◆ How to complete this task
Word for word, copy out the data below, omitting pictures.

◆ Data provided
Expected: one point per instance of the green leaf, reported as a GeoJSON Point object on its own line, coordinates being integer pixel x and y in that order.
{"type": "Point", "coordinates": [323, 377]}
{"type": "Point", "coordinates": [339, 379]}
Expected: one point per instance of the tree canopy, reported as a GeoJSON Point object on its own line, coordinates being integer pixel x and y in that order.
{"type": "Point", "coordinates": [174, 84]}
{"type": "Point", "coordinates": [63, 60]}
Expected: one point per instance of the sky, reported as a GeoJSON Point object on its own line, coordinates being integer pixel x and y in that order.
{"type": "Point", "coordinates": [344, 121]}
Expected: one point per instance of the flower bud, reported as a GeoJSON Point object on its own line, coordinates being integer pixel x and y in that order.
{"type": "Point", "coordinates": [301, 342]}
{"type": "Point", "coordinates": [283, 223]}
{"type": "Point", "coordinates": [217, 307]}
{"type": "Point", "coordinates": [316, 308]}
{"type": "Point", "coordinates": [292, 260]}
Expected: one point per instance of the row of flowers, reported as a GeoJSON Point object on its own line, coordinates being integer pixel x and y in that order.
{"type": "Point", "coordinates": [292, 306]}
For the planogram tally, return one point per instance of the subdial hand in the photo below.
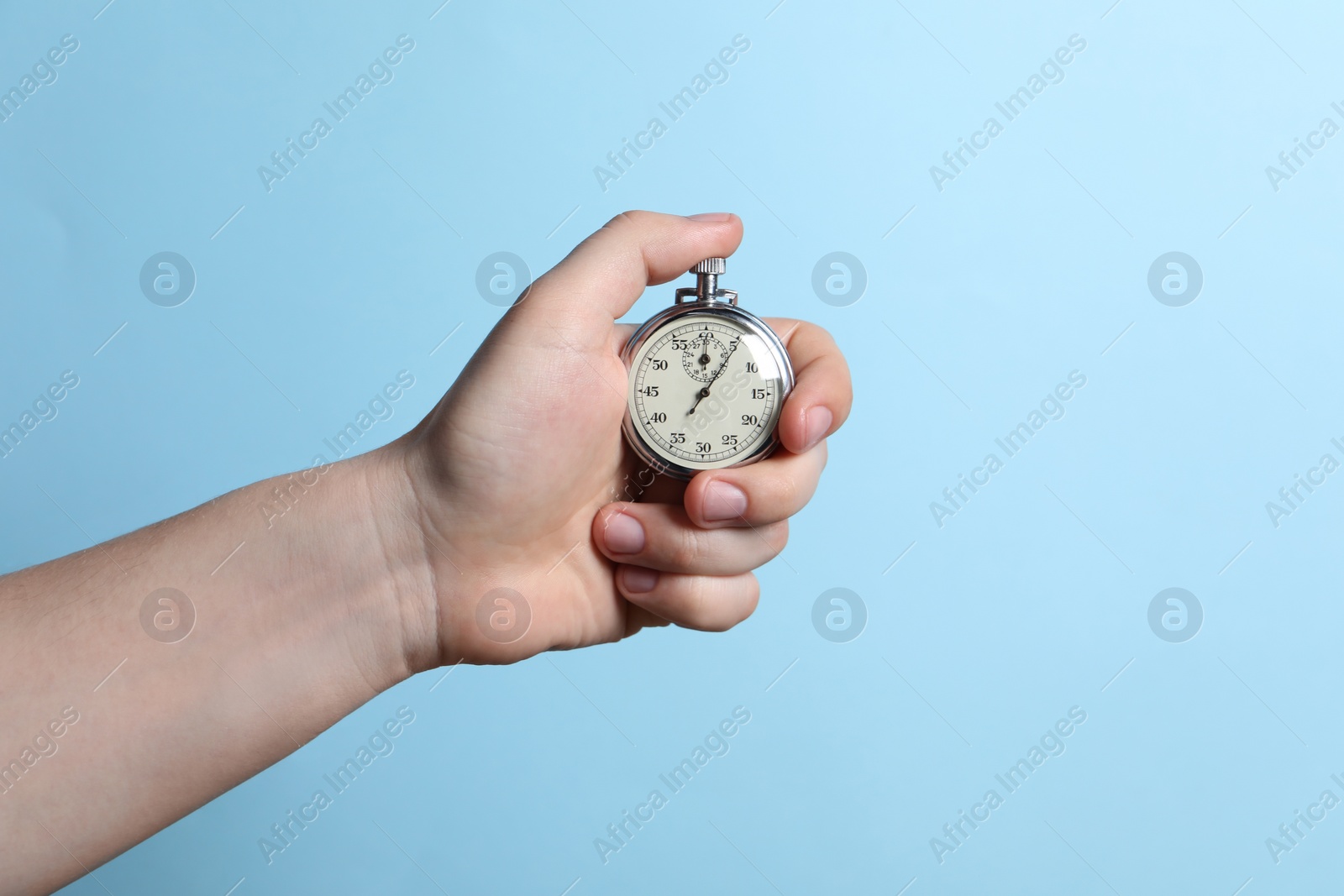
(705, 392)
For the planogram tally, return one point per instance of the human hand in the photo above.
(521, 477)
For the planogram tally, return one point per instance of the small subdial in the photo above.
(703, 358)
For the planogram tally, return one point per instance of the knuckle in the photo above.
(685, 547)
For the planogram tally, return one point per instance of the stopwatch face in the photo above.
(706, 392)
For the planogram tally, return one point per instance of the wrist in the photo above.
(396, 550)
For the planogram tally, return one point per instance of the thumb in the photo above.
(608, 271)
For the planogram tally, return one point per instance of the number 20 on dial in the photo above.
(707, 382)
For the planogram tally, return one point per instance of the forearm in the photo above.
(319, 610)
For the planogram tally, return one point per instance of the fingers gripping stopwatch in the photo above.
(707, 382)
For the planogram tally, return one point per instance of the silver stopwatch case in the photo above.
(707, 300)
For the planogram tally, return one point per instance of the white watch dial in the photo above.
(705, 391)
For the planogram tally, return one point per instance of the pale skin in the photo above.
(517, 479)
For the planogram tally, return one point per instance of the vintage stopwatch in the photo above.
(707, 382)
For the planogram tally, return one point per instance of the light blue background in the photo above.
(987, 295)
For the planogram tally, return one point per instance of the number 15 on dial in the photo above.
(707, 382)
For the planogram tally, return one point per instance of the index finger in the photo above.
(823, 392)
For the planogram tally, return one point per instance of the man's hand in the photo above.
(521, 477)
(517, 479)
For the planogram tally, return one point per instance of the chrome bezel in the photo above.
(711, 308)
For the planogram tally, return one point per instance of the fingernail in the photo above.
(624, 533)
(638, 579)
(723, 501)
(817, 423)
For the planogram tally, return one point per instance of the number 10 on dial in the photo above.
(707, 382)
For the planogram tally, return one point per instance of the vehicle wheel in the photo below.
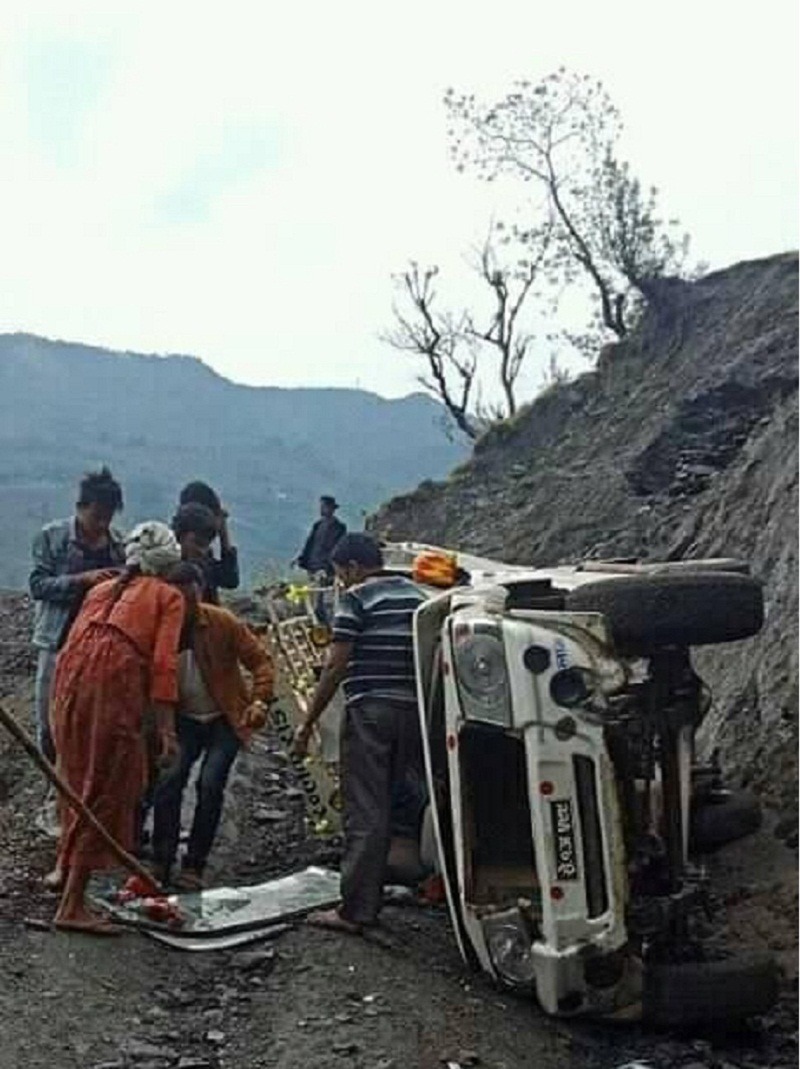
(695, 993)
(682, 608)
(723, 817)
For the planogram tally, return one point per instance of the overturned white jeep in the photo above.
(558, 709)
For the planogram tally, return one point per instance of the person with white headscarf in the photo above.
(119, 662)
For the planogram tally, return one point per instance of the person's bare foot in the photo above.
(83, 920)
(333, 920)
(55, 881)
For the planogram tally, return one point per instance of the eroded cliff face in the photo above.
(681, 444)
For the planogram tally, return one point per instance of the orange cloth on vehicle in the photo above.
(435, 568)
(119, 657)
(222, 644)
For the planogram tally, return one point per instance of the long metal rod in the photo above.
(82, 811)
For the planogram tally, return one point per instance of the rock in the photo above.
(139, 1051)
(344, 1047)
(250, 960)
(264, 816)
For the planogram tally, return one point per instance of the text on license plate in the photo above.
(564, 839)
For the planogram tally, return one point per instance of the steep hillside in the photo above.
(681, 444)
(159, 421)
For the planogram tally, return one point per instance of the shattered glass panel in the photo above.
(227, 910)
(226, 942)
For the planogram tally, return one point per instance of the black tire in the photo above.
(695, 993)
(682, 608)
(723, 817)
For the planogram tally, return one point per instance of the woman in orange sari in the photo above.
(120, 660)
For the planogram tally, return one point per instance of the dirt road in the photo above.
(314, 998)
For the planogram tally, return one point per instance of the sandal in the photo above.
(189, 881)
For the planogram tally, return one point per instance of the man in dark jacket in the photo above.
(70, 556)
(221, 571)
(322, 538)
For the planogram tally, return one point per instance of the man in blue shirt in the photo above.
(70, 556)
(372, 654)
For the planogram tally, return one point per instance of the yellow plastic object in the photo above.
(435, 569)
(320, 635)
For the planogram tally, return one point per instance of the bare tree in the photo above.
(562, 135)
(470, 356)
(420, 328)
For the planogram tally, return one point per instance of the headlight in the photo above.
(509, 945)
(571, 686)
(481, 671)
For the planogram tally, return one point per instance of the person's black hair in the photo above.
(184, 574)
(201, 493)
(358, 548)
(101, 487)
(196, 520)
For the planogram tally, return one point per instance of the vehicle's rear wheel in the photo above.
(685, 994)
(723, 817)
(680, 608)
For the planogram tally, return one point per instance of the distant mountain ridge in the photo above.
(159, 421)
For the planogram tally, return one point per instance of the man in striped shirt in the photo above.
(371, 653)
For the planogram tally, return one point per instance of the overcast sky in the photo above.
(240, 181)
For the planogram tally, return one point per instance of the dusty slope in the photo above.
(321, 1002)
(681, 444)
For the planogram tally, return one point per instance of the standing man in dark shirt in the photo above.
(70, 556)
(316, 554)
(372, 654)
(220, 571)
(326, 531)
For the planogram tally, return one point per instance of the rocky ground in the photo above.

◆ Answer for the task
Expected: one point per instance of the green leaf, reported as a GeoJSON Point object on its own line, coordinates being integer pixel x and y in that order.
{"type": "Point", "coordinates": [323, 377]}
{"type": "Point", "coordinates": [339, 379]}
Expected: one point per instance of the tree canopy, reported as a GeoJSON Point object on its own line, coordinates being integer pixel x and y in that order.
{"type": "Point", "coordinates": [174, 84]}
{"type": "Point", "coordinates": [63, 60]}
Expected: one point per instance of the sky, reported as a GeoJSON Point object on its own line, coordinates being integer pixel x and y in that order.
{"type": "Point", "coordinates": [344, 121]}
Expected: one point per instance of the flower bud, reported as a GeoJSON Point object on its own line, coordinates being integer pixel x and y in that order.
{"type": "Point", "coordinates": [301, 342]}
{"type": "Point", "coordinates": [283, 223]}
{"type": "Point", "coordinates": [217, 307]}
{"type": "Point", "coordinates": [316, 308]}
{"type": "Point", "coordinates": [292, 260]}
Expected: one point per instance of the row of flowers, reported as a GeoJSON Point object on its own line, coordinates being integer pixel x and y in that order.
{"type": "Point", "coordinates": [292, 306]}
For the planogram tally, return one point per instance of the subdial hand in the photo below.
(705, 392)
For the planogram tally, return one point per instance of the human hand in the photo above.
(521, 477)
For the planogram tally, return one point per instance of the small subdial in the photo above.
(703, 358)
For the planogram tally, return one point per instance of the knuckle in the photo above.
(685, 547)
For the planogram tally, return one point per instance of the stopwatch face in the photo above.
(706, 392)
For the planogram tally, return one point per instance of the wrist in the photo above.
(396, 550)
For the planogram tally, return one point per instance of the thumb in the photo above.
(608, 271)
For the planogram tally, return one point per instance of the number 20 on dial in the photo above.
(707, 382)
For the planogram tally, return one point per instance of the forearm in the photo above.
(319, 610)
For the planogram tally, return one point per instance of the fingers gripping stopwatch in the photo above.
(707, 382)
For the planogram tally, return one point per instance of the silver stopwatch case in the photo above.
(707, 300)
For the planogram tally, return one point per instance of the white watch dial in the photo above.
(705, 391)
For the planogram tally, return one point per instance of the pale skin in the photo above.
(517, 479)
For the planogram tally, return one point per instance of the vintage stopwatch in the photo above.
(707, 382)
For the planogram tally, return one point per instance of the light blue background in the photo above.
(987, 295)
For the planogram tally, return one point per instance of the number 15 on dial in the photo above.
(707, 382)
For the planogram tally, return one point per instance of the index finger in the photo above.
(823, 392)
For the planogram tally, return one point per instance of the man's hand in the photo above.
(521, 477)
(517, 479)
For the planogram tally, return one point per instance of the chrome bezel in the photo above.
(711, 308)
For the planogram tally, return one point per instance of the fingernail in the photo above.
(624, 533)
(638, 579)
(723, 501)
(817, 423)
For the planogram tally, return one point per instance of the number 10 on dial in the photo above.
(707, 382)
For the planogram tally, return one point per instance of the vehicle wheel in the photo below.
(695, 993)
(682, 608)
(723, 817)
For the planogram tally, return one point per instance of the overturned white jeep in the photo above.
(558, 709)
For the planogram tally, return one point per instance of the person with white headscarf in the photo above.
(119, 662)
For the planogram tally, return one point per instance of the person's bare foot in the photo above.
(83, 920)
(333, 920)
(55, 881)
For the planogram tally, return one point per instance of the eroded cliff face in the photo above.
(681, 444)
For the planogram tally, return one point per instance of the orange cloth on vehicle in the photo above.
(435, 568)
(119, 657)
(222, 644)
For the planogram tally, return one point per instance of the long metal rod in the photo above.
(82, 811)
For the planogram tally, return one point per instance of the rock in the photo above.
(139, 1051)
(344, 1047)
(250, 960)
(264, 816)
For the planogram tally, return one point per instance of the text on license plate in the photo above.
(564, 839)
For the planogram tally, return one point per instance of the steep hillside in the photo above.
(681, 444)
(159, 421)
For the planogram tally, return one point per instance of the shattered glass panel in the photo above.
(227, 910)
(226, 942)
For the planogram tally, return one point per instance of the black tire in the photo above.
(695, 993)
(682, 608)
(723, 817)
For the planogram tally, return one point per instance of the woman in orange sari in the photo above.
(120, 660)
For the planogram tally, return one point per instance of the dirt road in the photo above.
(314, 998)
For the planogram tally, return one point per instance of the sandal in the photo above.
(189, 881)
For the planogram tally, return one point per instance of the man in dark jacket in the photo above.
(70, 556)
(221, 571)
(322, 538)
For the planogram tally, return one point per instance of the man in blue shirt in the photo above.
(70, 556)
(372, 654)
For the planogram tally, return one point per instance of the yellow plastic object in the photo above.
(435, 569)
(320, 635)
For the planogram tally, return one point per instance of the bare tree in the photo above.
(562, 135)
(470, 356)
(420, 328)
For the planogram tally, return one point per instance of the headlight in the photo above.
(509, 945)
(571, 686)
(481, 671)
For the planogram tally, return one point per instance of the person's black hair in the photo above.
(184, 574)
(201, 493)
(358, 548)
(101, 487)
(196, 520)
For the planogram tally, return one point per instance of the vehicle's rear wheel in the photo above.
(685, 994)
(723, 817)
(680, 608)
For the planogram tally, return one point per instance of the distant mountain ridge in the photo above.
(159, 421)
For the planogram tally, return one point per instance of the man in striped shirt in the photo above.
(371, 653)
For the planogram tally, return one point per instance of the overcast sky in the photo above.
(240, 181)
For the planogram tally, return one point per instance of the dusty slope in the photo above.
(321, 1002)
(681, 444)
For the planogram tally, return one point per instance of the standing man in dark shirt in the photo above.
(70, 556)
(316, 554)
(372, 654)
(220, 571)
(326, 531)
For the planogram tally, return one point per instance of the rocky ground in the photo above.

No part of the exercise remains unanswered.